Lesetext
Neue Zürcher Zeitung, 29.01.2015

http://argumente.blog.nzz.ch/2015/01/29/der-druck-auf-die-akp-regierung-ihre-kurdenpolitik-anzupassen-waechst/

Der Druck auf die AKP-Regierung, ihre Kurdenpolitik anzupassen, wächst

Von Gastautor

KobaneDer Druck auf die AKP-Regierung in Ankara, ihre Kurdenpolitik anzupassen, wächst. Die Gründe dafür liegen im Bürgerkrieg in Syrien, im Vormarsch des IS und im kurdischen Widerstand gegen den IS – insbesondere in Kobane.

Ein Gastbeitrag von Gülistan Gürbey

Unter den Augen der Weltöffentlichkeit findet der erbitterte Kampf der Kurden gegen die radikalislamistische Terrormiliz IS (Islamischer Staat) im Irak und in Syrien statt. Die seit September 2014 andauernden heftigen Kämpfe der Kurden gegen die Offensive der Islamisten in der syrisch-kurdischen Kleinstadt Kobane (arabisch Ain al-Arab) an der Grenze zur Türkei stellen in diesem Kontext einen leidvollen Höhepunkt dar. Seit dem 27. Januar 2015 – nach mehr als vier Monaten heftigen Kämpfen – haben die Kurden nunmehr die Stadt Kobane vom IS befreit, während das Umfeld von Kobane weiterhin von diesem beherrscht wird. Unterstützt werden sie dabei mit Luftangriffen der von den USA geführten Anti-IS-Koalition.

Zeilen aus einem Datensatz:

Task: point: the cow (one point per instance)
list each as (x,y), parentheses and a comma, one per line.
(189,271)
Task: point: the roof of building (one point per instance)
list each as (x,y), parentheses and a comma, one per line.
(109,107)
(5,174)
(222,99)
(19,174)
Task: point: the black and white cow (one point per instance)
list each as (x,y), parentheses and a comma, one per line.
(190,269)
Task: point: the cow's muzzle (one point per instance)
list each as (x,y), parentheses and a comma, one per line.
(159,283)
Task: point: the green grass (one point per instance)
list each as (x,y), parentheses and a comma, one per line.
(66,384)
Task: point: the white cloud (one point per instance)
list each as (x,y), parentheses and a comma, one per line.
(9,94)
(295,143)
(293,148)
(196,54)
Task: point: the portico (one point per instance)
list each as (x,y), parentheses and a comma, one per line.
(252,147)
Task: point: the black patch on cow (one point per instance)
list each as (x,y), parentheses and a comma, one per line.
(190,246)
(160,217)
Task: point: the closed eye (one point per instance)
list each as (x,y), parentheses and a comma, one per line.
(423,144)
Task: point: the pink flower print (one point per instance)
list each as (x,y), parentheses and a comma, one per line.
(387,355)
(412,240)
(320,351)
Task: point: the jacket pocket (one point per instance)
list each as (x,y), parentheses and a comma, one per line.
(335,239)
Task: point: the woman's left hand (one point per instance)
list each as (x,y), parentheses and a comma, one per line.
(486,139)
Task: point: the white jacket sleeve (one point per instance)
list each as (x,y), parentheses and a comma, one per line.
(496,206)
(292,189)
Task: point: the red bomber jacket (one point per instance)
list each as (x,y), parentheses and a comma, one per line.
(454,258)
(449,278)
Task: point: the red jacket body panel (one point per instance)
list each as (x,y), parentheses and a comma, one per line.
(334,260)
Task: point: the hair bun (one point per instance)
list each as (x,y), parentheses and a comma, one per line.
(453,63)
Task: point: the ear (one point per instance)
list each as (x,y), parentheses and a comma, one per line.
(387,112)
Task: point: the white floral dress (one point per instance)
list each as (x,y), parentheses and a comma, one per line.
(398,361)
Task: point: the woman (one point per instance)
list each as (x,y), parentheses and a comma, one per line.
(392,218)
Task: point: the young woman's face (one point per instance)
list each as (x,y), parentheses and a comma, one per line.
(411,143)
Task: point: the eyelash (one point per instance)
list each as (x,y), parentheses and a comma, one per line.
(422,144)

Aufgabe
Schreib den Artikel über die Kurdenpolitik der AKP-Regierung vollständig und Wort für Wort ab.

Lösung
Neue Zürcher Zeitung, 29.01.2015

http://argumente.blog.nzz.ch/2015/01/29/der-druck-auf-die-akp-regierung-ihre-kurdenpolitik-anzupassen-waechst/

Der Druck auf die AKP-Regierung, ihre Kurdenpolitik anzupassen, wächst

Von Gastautor

KobaneDer Druck auf die AKP-Regierung in Ankara, ihre Kurdenpolitik anzupassen, wächst. Die Gründe dafür liegen im Bürgerkrieg in Syrien, im Vormarsch des IS und im kurdischen Widerstand gegen den IS – insbesondere in Kobane.

Ein Gastbeitrag von Gülistan Gürbey

Unter den Augen der Weltöffentlichkeit findet der erbitterte Kampf der Kurden gegen die radikalislamistische Terrormiliz IS (Islamischer Staat) im Irak und in Syrien statt. Die seit September 2014 andauernden heftigen Kämpfe der Kurden gegen die Offensive der Islamisten in der syrisch-kurdischen Kleinstadt Kobane (arabisch Ain al-Arab) an der Grenze zur Türkei stellen in diesem Kontext einen leidvollen Höhepunkt dar. Seit dem 27. Januar 2015 – nach mehr als vier Monaten heftigen Kämpfen – haben die Kurden nunmehr die Stadt Kobane vom IS befreit, während das Umfeld von Kobane weiterhin von diesem beherrscht wird. Unterstützt werden sie dabei mit Luftangriffen der von den USA geführten Anti-IS-Koalition.